What you will do:
Update the rows below by replacing "gold eagle finial" with "brass eagle finial" wherever it occurs and leaving everything else unchanged. Omit the pictures from your answer.

--- START OF Extracted entries ---

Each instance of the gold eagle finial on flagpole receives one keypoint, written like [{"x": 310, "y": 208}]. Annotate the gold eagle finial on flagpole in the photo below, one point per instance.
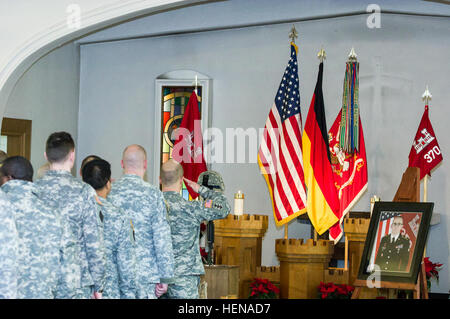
[
  {"x": 426, "y": 96},
  {"x": 352, "y": 57},
  {"x": 321, "y": 55},
  {"x": 293, "y": 34}
]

--- END OF Extracted entries ---

Expected answer:
Each instance of the brass eagle finial on flagpole receives one keypoint, written like [{"x": 310, "y": 208}]. Annotate the brass eagle finial on flagpole in the photo below, one point per instance.
[
  {"x": 426, "y": 96},
  {"x": 352, "y": 57},
  {"x": 321, "y": 55},
  {"x": 293, "y": 34}
]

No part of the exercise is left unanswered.